• [Aim]:
Gather every line of the records below that contains the string "rooftop", and treat uppercase and lowercase letters as different.

• [Raw data]:
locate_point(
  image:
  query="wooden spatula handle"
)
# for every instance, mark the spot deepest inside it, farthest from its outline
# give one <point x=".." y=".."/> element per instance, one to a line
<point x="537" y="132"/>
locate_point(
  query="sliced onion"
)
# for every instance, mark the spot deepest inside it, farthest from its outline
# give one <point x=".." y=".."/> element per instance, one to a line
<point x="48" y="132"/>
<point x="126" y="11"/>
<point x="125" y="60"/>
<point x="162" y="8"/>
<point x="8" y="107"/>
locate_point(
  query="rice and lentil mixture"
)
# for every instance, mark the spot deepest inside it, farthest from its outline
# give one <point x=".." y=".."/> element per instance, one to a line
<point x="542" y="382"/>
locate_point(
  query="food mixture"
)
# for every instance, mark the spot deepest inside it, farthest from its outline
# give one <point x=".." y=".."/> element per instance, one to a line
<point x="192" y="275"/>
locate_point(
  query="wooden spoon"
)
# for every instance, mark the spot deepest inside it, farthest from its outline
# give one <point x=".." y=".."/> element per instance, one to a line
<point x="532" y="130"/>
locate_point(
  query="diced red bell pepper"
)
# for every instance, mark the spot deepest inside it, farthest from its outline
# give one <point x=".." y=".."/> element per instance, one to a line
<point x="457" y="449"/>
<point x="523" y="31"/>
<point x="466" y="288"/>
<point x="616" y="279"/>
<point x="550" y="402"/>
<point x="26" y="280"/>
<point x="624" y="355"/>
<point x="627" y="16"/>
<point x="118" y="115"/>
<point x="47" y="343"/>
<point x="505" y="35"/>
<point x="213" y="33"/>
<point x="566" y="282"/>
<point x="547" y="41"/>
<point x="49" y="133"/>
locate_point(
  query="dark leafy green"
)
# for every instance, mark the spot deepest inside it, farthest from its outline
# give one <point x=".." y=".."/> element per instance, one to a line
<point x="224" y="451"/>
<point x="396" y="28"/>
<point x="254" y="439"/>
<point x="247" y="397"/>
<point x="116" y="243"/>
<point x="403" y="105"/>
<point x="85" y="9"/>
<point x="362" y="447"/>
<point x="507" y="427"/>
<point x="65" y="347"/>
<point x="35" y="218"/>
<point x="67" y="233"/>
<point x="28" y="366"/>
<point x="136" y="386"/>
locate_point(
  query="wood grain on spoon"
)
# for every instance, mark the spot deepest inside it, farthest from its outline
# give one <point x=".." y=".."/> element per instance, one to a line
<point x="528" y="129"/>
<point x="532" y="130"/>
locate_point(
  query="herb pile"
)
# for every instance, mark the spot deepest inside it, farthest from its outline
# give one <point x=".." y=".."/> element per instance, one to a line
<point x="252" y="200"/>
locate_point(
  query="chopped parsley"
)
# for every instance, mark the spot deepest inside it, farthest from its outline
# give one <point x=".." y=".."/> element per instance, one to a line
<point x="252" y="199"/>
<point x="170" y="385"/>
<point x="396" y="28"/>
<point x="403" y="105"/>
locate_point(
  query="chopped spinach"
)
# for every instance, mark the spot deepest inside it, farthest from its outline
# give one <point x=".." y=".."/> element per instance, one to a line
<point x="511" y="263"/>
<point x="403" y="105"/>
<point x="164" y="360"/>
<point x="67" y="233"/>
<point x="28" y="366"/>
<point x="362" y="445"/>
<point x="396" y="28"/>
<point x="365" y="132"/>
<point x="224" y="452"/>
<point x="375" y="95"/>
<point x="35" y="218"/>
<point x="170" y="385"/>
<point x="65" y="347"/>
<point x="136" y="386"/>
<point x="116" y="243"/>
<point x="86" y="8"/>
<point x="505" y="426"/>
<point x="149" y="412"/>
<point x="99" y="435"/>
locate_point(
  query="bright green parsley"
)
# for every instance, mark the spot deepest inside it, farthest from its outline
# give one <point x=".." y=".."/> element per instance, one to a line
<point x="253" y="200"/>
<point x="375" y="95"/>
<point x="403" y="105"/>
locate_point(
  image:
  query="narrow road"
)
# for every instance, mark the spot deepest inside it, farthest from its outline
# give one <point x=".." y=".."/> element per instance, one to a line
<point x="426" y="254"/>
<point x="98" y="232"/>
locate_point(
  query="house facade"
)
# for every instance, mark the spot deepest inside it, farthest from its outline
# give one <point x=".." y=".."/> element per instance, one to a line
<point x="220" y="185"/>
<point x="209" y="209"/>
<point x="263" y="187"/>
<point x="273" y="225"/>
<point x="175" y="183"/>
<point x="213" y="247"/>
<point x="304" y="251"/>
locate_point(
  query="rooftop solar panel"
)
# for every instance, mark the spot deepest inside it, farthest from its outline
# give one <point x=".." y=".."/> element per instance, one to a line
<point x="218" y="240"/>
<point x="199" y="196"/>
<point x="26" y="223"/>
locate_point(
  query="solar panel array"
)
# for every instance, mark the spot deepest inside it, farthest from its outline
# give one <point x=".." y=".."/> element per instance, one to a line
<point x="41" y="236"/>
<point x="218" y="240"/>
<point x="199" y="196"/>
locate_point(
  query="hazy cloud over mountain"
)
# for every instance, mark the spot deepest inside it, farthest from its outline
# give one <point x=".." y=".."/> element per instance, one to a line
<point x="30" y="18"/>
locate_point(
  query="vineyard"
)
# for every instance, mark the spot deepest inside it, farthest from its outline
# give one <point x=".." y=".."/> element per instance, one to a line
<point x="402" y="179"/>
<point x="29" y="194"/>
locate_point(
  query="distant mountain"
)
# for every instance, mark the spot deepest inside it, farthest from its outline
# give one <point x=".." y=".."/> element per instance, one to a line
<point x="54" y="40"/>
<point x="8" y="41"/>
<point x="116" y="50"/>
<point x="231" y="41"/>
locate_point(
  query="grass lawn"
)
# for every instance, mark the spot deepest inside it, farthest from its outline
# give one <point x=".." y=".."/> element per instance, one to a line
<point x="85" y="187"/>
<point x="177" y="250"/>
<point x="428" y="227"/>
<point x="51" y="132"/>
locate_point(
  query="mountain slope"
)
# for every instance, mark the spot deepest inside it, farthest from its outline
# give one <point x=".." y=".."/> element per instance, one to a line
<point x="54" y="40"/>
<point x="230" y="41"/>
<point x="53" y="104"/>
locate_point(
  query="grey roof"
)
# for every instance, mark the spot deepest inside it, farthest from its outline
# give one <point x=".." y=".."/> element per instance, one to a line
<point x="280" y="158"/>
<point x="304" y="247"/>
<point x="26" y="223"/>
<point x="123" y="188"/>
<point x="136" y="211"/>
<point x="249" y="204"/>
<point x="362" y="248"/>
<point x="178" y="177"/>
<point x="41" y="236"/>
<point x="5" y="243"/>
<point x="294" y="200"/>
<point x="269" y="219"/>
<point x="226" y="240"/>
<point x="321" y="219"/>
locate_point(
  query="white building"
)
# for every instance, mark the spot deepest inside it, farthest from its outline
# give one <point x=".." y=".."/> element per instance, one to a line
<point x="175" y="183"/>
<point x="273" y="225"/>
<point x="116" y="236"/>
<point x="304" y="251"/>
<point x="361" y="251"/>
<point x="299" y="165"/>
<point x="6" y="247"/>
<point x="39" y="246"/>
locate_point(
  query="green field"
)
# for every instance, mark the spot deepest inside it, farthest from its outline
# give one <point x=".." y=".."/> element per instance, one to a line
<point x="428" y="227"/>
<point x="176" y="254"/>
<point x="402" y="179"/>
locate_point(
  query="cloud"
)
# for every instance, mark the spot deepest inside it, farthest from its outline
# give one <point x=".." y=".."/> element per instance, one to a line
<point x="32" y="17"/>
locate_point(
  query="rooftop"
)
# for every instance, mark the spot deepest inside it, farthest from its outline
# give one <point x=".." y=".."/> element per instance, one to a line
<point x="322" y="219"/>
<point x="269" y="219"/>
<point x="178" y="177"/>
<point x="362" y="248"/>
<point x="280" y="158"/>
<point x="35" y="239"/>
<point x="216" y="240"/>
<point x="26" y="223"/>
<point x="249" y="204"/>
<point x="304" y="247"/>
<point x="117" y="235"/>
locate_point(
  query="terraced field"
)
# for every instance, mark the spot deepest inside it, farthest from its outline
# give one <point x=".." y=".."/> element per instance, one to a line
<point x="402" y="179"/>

• [Answer for this exercise]:
  query="rooftop solar panel"
  query="rooftop"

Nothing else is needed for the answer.